Set down exactly the lines from the first line of the records through the line that contains "positive clicks: (788, 12) (851, 49)", and leave every picture out.

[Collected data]
++++++++++

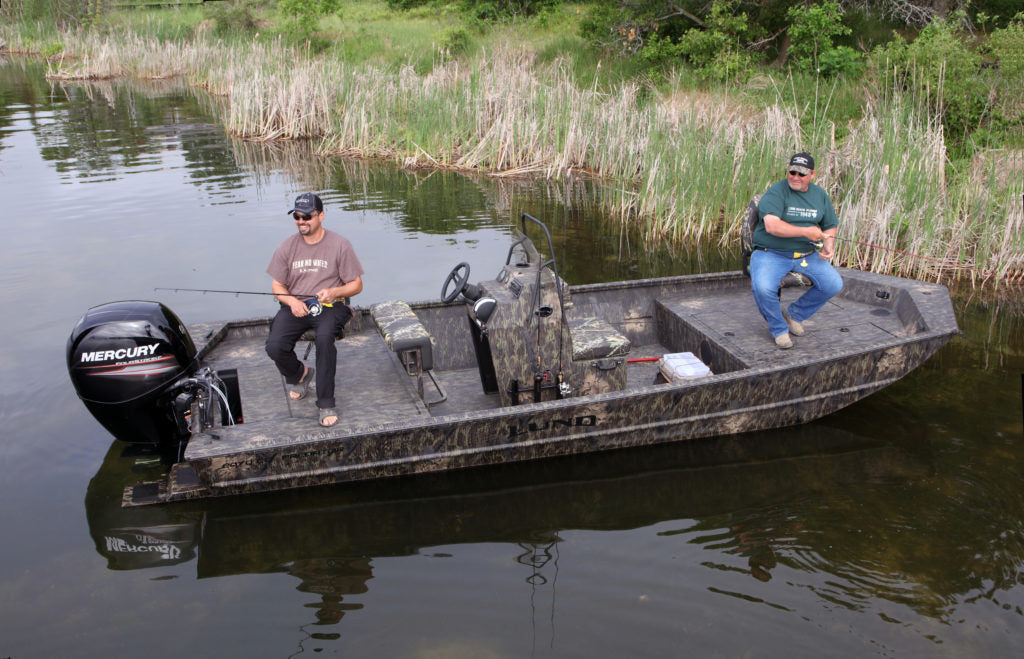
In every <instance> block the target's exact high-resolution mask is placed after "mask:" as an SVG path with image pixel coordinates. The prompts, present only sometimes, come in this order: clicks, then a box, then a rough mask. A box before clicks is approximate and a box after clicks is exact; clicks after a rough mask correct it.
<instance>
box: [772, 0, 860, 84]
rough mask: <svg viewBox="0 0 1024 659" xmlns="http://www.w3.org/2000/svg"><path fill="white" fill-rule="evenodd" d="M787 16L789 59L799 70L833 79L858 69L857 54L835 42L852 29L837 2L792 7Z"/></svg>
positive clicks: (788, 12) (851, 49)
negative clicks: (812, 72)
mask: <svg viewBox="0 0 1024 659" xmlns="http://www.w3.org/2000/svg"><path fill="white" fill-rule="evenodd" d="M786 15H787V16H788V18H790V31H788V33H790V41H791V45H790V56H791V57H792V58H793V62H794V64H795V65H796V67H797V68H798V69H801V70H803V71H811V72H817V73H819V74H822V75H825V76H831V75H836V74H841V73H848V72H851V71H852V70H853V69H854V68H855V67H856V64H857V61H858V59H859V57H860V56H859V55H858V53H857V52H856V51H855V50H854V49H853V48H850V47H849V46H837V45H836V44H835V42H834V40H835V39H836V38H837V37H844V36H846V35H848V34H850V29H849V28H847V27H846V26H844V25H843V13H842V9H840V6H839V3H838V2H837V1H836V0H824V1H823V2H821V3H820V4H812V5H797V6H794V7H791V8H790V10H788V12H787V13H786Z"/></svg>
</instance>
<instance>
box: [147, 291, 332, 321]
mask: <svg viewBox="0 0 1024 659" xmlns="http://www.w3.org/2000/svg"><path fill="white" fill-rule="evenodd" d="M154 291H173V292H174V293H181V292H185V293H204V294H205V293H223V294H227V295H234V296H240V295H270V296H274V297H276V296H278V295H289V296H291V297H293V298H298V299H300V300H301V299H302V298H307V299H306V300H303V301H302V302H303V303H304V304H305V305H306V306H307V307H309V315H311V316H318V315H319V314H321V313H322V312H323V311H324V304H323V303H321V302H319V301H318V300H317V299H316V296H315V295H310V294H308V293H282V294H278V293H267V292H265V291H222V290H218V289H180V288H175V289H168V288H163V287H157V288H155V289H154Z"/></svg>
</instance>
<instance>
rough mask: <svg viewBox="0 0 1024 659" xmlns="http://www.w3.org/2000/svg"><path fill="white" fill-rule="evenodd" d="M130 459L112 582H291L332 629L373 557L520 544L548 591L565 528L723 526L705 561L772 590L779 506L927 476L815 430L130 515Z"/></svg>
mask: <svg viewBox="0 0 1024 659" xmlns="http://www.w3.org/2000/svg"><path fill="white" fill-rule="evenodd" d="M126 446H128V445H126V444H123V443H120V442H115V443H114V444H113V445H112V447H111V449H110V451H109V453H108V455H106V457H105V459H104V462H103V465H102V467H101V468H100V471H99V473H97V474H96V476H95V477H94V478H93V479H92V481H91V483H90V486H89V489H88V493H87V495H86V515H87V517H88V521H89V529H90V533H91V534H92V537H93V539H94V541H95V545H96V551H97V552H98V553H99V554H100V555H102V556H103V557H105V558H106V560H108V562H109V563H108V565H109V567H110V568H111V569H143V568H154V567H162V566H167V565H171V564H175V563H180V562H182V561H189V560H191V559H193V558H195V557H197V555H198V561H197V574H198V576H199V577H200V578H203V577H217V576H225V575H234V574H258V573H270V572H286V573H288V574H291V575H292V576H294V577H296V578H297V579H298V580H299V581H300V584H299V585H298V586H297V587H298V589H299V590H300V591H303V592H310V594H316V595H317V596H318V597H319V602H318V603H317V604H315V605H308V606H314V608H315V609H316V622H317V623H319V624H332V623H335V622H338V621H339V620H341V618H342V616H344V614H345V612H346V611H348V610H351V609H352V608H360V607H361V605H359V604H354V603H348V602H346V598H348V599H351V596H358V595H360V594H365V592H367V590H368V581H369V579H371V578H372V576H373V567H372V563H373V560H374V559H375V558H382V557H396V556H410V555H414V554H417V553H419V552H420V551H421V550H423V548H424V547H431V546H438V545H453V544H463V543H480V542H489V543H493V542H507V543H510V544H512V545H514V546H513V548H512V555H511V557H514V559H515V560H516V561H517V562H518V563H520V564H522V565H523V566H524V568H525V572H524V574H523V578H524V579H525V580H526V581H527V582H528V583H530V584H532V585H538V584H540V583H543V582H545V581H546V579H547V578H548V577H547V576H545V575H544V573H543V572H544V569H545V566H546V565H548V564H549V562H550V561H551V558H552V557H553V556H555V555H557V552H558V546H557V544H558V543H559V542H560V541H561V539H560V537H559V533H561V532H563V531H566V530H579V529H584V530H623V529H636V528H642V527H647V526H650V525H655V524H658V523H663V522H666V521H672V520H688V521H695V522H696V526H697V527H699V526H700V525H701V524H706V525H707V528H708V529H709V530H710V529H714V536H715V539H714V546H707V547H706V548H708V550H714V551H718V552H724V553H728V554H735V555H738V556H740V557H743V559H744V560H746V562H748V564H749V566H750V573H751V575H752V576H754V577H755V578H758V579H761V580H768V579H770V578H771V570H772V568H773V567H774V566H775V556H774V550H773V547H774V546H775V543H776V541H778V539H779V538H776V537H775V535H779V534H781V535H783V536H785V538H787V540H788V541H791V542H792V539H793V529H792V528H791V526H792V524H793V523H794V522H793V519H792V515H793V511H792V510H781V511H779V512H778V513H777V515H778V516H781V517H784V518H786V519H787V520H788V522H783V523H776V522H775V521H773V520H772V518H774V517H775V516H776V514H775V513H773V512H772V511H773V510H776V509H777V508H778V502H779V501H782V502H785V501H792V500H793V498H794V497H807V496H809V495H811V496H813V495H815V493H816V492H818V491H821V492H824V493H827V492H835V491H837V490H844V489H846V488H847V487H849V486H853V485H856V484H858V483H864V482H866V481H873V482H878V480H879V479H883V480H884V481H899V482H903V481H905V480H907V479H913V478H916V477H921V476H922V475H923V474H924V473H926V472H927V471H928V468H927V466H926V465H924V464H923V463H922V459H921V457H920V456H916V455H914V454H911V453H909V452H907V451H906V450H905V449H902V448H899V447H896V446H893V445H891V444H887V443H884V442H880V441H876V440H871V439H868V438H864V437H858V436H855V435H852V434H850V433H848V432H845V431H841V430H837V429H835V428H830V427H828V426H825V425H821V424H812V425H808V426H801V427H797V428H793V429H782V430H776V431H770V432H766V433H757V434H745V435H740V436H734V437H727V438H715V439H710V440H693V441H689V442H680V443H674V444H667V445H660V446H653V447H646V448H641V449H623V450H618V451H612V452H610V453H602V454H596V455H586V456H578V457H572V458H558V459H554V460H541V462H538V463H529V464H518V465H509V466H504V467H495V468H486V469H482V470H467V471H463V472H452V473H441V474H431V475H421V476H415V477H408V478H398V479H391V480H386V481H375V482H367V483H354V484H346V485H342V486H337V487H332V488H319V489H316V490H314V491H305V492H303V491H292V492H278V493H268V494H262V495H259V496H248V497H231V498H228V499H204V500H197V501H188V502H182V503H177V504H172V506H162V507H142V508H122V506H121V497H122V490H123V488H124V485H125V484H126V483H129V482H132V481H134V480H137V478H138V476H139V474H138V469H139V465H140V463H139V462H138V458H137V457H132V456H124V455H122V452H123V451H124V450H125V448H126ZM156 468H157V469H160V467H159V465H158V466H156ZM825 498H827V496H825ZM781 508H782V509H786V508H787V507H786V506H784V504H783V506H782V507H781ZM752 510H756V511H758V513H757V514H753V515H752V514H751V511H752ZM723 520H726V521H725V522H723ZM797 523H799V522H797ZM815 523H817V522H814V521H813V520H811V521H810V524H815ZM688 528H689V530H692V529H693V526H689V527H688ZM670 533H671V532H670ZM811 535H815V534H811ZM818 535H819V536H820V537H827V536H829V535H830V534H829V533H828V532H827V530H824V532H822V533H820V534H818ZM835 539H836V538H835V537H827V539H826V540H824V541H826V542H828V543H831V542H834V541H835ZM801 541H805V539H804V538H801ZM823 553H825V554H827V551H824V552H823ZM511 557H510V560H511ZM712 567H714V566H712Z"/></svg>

++++++++++

§ SOLUTION TO THE EXERCISE:
In every <instance> block the target's exact high-resolution mask is placed after "mask:" as an SVG path with image pixel coordinates. The prompts, present only sometimes, come in this order: clicks, then a box, then a rough mask. A box before clicks is approximate and a box after clicks is exact; clicks after a rough mask correct it.
<instance>
box: [772, 0, 860, 84]
rough mask: <svg viewBox="0 0 1024 659" xmlns="http://www.w3.org/2000/svg"><path fill="white" fill-rule="evenodd" d="M787 16L789 59L799 70L833 79L858 69L857 54L835 42L852 29L837 2L792 7Z"/></svg>
positive clicks: (788, 12) (851, 49)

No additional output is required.